Exercise 1:
Count the lines in the entries that contain the word "driveway" and give only that number.

Text excerpt:
It seems init_cpu_capacity_callback() is only called when a policy is created
(cf. CPUFREQ_CREATE_POLICY). This means that CPU capacities are only updated
in this specific case, eluding the cases where:
- boost is enabled. 'policy->cpuinfo.max_freq' is updated in the cpufreq driver,
   but it seems it doesn't have any consequence regarding CPU capacities.
- a cpufreq driver is unplugged (e.g. rmmod cpufreq_driver.ko). In this case
   the CPU capacities are only updated when plugging in the driver (e.g. insmod
   cpufreq_driver.ko).

Regards,
Pierre


>   
>   	if (cpumask_empty(cpus_to_visit)) {
>   		topology_normalize_cpu_scale();
> diff --git a/include/linux/arch_topology.h b/include/linux/arch_topology.h
> index a07b510e7dc5..38ca6c76af56 100644
> --- a/include/linux/arch_topology.h
> +++ b/include/linux/arch_topology.h
> @@ -27,6 +27,13 @@ static inline unsigned long topology_get_cpu_scale(int cpu)
>   
>   void topology_set_cpu_scale(unsigned int cpu, unsigned long capacity);
>   
> +DECLARE_PER_CPU(unsigned long, capacity_ref_freq);
> +
> +static inline unsigned long topology_get_freq_ref(int cpu)
> +{
> +	return per_cpu(capacity_ref_freq, cpu);
> +}
> +
>   DECLARE_PER_CPU(unsigned long, arch_freq_scale);
>   
>   static inline unsigned long topology_get_freq_scale(int cpu)

Dataset rows:
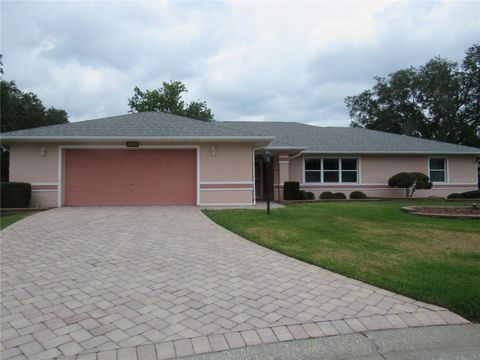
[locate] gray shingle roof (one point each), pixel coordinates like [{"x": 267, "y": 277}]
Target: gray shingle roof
[
  {"x": 137, "y": 125},
  {"x": 346, "y": 139},
  {"x": 286, "y": 134}
]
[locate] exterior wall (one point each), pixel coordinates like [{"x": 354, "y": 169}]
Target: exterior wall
[
  {"x": 28, "y": 164},
  {"x": 225, "y": 171},
  {"x": 374, "y": 172}
]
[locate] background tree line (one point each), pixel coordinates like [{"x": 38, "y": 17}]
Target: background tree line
[{"x": 439, "y": 100}]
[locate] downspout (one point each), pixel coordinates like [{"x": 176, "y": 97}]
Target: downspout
[
  {"x": 253, "y": 174},
  {"x": 296, "y": 155}
]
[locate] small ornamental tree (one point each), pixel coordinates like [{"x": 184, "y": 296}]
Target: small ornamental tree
[{"x": 410, "y": 182}]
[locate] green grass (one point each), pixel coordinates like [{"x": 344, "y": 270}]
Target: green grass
[
  {"x": 6, "y": 220},
  {"x": 429, "y": 259}
]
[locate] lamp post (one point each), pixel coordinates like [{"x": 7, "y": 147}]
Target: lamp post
[{"x": 268, "y": 160}]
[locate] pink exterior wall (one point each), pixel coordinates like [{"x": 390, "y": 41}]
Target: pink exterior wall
[
  {"x": 227, "y": 172},
  {"x": 376, "y": 170},
  {"x": 28, "y": 165}
]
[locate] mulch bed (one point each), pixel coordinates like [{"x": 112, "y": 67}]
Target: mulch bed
[{"x": 450, "y": 211}]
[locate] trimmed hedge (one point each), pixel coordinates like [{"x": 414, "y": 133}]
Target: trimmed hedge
[
  {"x": 291, "y": 190},
  {"x": 302, "y": 195},
  {"x": 310, "y": 195},
  {"x": 15, "y": 194},
  {"x": 357, "y": 195},
  {"x": 474, "y": 194},
  {"x": 327, "y": 195},
  {"x": 340, "y": 196}
]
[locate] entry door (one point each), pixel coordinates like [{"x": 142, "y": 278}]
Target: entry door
[{"x": 259, "y": 179}]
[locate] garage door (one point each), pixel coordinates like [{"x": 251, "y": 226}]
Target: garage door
[{"x": 130, "y": 177}]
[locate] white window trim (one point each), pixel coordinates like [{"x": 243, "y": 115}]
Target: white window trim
[
  {"x": 322, "y": 182},
  {"x": 446, "y": 170}
]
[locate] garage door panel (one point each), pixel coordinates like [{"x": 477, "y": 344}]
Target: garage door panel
[{"x": 130, "y": 177}]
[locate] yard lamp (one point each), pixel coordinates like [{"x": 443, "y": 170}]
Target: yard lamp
[{"x": 268, "y": 161}]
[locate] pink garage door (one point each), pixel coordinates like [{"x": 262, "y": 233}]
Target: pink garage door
[{"x": 130, "y": 177}]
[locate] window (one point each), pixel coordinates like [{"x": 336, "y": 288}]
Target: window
[
  {"x": 438, "y": 169},
  {"x": 313, "y": 169},
  {"x": 349, "y": 170},
  {"x": 331, "y": 170}
]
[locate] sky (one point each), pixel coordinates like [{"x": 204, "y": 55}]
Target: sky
[{"x": 263, "y": 61}]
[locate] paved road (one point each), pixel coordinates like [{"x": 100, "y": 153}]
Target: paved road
[
  {"x": 450, "y": 342},
  {"x": 159, "y": 282}
]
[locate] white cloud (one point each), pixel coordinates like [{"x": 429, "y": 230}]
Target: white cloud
[{"x": 264, "y": 61}]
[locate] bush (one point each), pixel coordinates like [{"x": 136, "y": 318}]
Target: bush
[
  {"x": 357, "y": 195},
  {"x": 327, "y": 195},
  {"x": 410, "y": 182},
  {"x": 340, "y": 196},
  {"x": 310, "y": 195},
  {"x": 15, "y": 194},
  {"x": 474, "y": 194},
  {"x": 291, "y": 190},
  {"x": 302, "y": 195}
]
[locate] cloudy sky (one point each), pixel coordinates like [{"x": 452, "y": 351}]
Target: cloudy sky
[{"x": 282, "y": 61}]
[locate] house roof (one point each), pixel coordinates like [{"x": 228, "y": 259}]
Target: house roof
[
  {"x": 291, "y": 136},
  {"x": 314, "y": 139},
  {"x": 144, "y": 125}
]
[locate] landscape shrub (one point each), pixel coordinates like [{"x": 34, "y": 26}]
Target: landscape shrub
[
  {"x": 302, "y": 195},
  {"x": 310, "y": 195},
  {"x": 327, "y": 195},
  {"x": 357, "y": 195},
  {"x": 291, "y": 190},
  {"x": 15, "y": 194},
  {"x": 474, "y": 194},
  {"x": 410, "y": 182},
  {"x": 340, "y": 196}
]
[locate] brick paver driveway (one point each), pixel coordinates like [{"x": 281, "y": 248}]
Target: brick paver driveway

Exercise 2:
Answer these questions about the cpufreq discussion:
(a) In what case is init_cpu_capacity_callback() said to be called?
(b) Which header file does the diff modify?
(c) What does the added function topology_get_freq_ref(int cpu) return?

Written answer 1:
2

Written answer 2:
(a) Only when a policy is created (CPUFREQ_CREATE_POLICY).
(b) include/linux/arch_topology.h
(c) per_cpu(capacity_ref_freq, cpu)